--- TEKS UNTUK DIBACA ---
____

Amalan-Amalan Literasi

Bulan Ramadan menyata lagi. Kesunyatannya, merupakan ladang beramal yang dijanjikan. Bagai hamparan tanah subur yang siap ditanami beragam macam tanaman, sesuai yang diinginkan dan dibutuhkan oleh pecocok tanam. Para penceramah di bulan ini, pun berkali-kali menegaskannya, tentang amal-amal yang dilipatgandakan. Beruntunglah para pemburu pahala, sebagai buah dari amaliah ramadan. Sayangnya, pola-pola beramal, atau amalan-amalan yang ditawarkan, cenderung terjebak pada rutinitas, jauh dari progresivitas watak agama, yang bisa mendorong perubahan sosial.

Saya ajak segenap kisanak untuk menyimak materi-materi ceramah, sebentuk ajakan untuk beramal. Misalnya, memperbanyak baca Al-Quran, salat sunnat, berzakat-infak-sedekah, dan menyediakan buka puasa. Sekotahnya berputar pada ungkapan-ungkapan yang diterungku oleh penjelasan yang stagnan. Amalan-amalan itu, berkonotasi personal, meski memang memesona persona yang terpesona oleh janji limpahan imbalan perbuatan baik.

Sesarinya, penjelasan cara beragama yang cenderung personal ini, ditafsirkan dalam kerangka perbaikan sosial. Maka, terbayanglah sudah dalam imaji saya, selaku jemaah yang setia mendengar petuah para dai. Saya pun patut diibaratkan laiknya gelas kosong, yang siap diisi hingga penuh, bahkan sampai tumpah ruah karena kepenuhan. Meski begitu, harapan terdalam saya, amat butuh  adanya nuansa baru dalam sajian akan amalan di bulan suci ini.

____

--- MATERI YANG DIBERIKAN ---
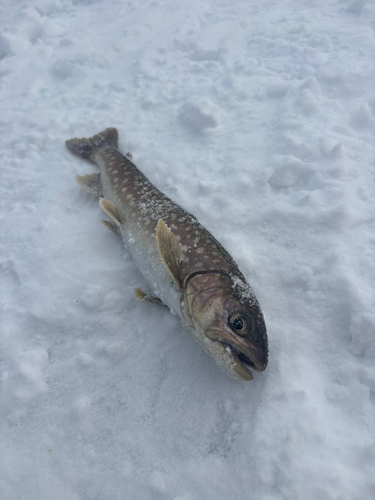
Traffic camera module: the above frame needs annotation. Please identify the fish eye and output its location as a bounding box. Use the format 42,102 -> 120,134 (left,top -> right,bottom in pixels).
229,313 -> 251,335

____

--- TUGAS UNTUK DIKERJAKAN ---
Tuliskan kembali bagian teks tentang amalan Ramadan di atas, mulai dari "Saya ajak segenap" sampai dengan "bulan suci ini.", persis tanpa perubahan sedikit pun.

--- TUGAS YANG DISELESAIKAN ---
Saya ajak segenap kisanak untuk menyimak materi-materi ceramah, sebentuk ajakan untuk beramal. Misalnya, memperbanyak baca Al-Quran, salat sunnat, berzakat-infak-sedekah, dan menyediakan buka puasa. Sekotahnya berputar pada ungkapan-ungkapan yang diterungku oleh penjelasan yang stagnan. Amalan-amalan itu, berkonotasi personal, meski memang memesona persona yang terpesona oleh janji limpahan imbalan perbuatan baik.

Sesarinya, penjelasan cara beragama yang cenderung personal ini, ditafsirkan dalam kerangka perbaikan sosial. Maka, terbayanglah sudah dalam imaji saya, selaku jemaah yang setia mendengar petuah para dai. Saya pun patut diibaratkan laiknya gelas kosong, yang siap diisi hingga penuh, bahkan sampai tumpah ruah karena kepenuhan. Meski begitu, harapan terdalam saya, amat butuh  adanya nuansa baru dalam sajian akan amalan di bulan suci ini.